Document
-------------------------

40 Days (and Sundays)

Today is Ash Wednesday, 2011, March 9. It's really late for Lent to start and the next 40 days (and Sundays) can be a great spiritual experience, or not. Many people on Facebook and other sharing places have been discussing, stating and pondering just what Lent is to them. What they should or will give up, or what they may add to their busy schedules in order to have a time of closer contact with God.

Me, I'm thinking of giving up church for Lent.

I want to give up the idea my time spent in church "worshiping" as merely an exercise in participating in a primitive form of social networking. Old fashioned fellowship can be just "Facebook Live!" "Here I am!" "How are you?" yadda yadda..... Prayer "concerns" can be "holy gossip."
I want to give up the idea that my tithe to the church is just a form of "dues" paying like I'm in the Lions Club, Masons or Kiwanis or a church tax, to pay the higher ups (including the local pastor) or so we can meet our obligations to fix the furnace, the windows, mow the grass, keep the lights on. Somehow those don't seem like ministry to me at times.
I want to give up on making the appearance in church. Is it true that attendance is mandatory and will make a huge difference on how big our mansion in heaven will be. (I may not get virgins when I die, but I will get a house bigger than anything Hugh Hefner has!)
I want to give up on appearances in church too. Comparing what I wear to a.) what everyone else is wearing, and b.) what I wear to the standards of those who believe God wears a bed sheet, but American Christians should dress up.

-------------------------

Goal A
Answer these about the Lent piece above, one line each:
(i) On what date does the Lent piece say Ash Wednesday falls?
(ii) Which three organizations does the writer compare paying a tithe to paying dues in?
(iii) What does the writer say prayer "concerns" can be?

-------------------------

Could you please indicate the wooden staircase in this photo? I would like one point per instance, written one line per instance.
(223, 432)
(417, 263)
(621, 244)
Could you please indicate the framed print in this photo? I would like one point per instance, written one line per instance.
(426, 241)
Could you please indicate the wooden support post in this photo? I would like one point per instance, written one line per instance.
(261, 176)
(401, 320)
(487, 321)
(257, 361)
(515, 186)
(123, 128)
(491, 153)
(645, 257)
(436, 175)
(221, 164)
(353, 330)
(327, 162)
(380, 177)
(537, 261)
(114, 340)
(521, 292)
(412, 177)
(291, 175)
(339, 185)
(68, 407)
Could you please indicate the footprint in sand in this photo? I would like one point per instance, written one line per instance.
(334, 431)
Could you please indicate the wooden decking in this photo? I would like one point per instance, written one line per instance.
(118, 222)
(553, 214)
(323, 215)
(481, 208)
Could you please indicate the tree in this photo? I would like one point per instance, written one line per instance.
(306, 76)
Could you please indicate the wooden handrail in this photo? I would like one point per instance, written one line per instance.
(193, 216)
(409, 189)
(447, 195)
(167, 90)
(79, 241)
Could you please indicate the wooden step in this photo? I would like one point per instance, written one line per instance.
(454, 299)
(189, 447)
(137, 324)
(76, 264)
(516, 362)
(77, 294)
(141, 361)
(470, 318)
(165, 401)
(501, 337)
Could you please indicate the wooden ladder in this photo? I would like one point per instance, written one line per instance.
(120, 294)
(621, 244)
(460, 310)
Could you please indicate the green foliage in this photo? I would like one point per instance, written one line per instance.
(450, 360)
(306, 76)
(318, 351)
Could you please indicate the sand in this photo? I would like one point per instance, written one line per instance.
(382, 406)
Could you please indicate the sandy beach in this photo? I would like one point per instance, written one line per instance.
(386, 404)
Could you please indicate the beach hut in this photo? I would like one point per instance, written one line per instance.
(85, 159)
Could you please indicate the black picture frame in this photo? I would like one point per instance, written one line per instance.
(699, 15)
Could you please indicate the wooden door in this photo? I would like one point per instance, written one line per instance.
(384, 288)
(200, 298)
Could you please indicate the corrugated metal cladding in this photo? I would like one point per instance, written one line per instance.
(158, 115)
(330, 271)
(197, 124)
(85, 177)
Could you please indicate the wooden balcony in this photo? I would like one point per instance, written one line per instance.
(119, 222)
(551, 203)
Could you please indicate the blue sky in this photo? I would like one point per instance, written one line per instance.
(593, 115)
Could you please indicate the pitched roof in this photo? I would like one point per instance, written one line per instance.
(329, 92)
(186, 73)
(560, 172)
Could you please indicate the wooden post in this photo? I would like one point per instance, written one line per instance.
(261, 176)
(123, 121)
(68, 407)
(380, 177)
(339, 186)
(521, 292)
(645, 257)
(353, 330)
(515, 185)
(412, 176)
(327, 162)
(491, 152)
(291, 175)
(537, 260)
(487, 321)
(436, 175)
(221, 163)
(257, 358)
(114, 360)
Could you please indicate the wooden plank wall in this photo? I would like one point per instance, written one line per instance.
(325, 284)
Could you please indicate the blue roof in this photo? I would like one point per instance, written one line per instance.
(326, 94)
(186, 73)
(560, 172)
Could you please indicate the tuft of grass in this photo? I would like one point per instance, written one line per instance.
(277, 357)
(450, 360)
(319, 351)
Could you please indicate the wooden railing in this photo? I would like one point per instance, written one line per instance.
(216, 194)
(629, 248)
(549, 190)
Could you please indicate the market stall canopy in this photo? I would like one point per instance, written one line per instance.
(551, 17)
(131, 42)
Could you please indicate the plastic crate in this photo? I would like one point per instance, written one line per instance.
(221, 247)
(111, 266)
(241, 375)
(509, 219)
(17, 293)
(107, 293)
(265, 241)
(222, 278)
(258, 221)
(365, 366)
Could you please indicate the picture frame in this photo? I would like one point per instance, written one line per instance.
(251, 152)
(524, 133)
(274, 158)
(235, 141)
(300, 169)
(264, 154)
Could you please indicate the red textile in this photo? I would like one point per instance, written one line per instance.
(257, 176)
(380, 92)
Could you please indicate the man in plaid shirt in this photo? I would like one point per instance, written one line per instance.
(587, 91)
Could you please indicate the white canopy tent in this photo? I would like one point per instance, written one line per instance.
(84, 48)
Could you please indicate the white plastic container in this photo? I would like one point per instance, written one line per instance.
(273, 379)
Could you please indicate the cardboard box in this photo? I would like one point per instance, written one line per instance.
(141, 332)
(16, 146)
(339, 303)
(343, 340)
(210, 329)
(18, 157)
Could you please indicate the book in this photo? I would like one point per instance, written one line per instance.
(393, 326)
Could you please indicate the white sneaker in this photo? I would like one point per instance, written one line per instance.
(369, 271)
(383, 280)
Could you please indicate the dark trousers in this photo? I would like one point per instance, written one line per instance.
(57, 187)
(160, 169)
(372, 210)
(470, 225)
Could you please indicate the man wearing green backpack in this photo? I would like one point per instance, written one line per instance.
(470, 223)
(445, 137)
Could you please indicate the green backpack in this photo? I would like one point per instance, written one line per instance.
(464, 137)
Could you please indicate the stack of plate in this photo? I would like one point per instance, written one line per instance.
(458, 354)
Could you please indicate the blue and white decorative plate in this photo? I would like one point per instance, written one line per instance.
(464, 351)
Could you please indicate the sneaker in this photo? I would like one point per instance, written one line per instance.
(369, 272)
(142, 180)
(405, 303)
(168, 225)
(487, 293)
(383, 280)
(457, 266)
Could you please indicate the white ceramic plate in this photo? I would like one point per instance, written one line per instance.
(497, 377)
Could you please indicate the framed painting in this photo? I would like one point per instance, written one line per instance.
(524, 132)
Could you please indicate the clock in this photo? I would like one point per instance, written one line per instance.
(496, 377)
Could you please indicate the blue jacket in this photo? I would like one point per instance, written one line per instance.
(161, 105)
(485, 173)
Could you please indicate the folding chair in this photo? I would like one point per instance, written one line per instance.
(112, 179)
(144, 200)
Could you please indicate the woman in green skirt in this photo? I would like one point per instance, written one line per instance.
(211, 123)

-------------------------

Goal B
Which lines of the entries contain the string "backpack"? Pull out each one in full, matching case exactly.

Correct result A
(i) March 9, 2011
(ii) The Lions Club, the Masons, and Kiwanis
(iii) "Holy gossip"

Correct result B
Could you please indicate the man wearing green backpack in this photo? I would like one point per instance, written one line per instance.
Could you please indicate the green backpack in this photo? I would like one point per instance, written one line per instance.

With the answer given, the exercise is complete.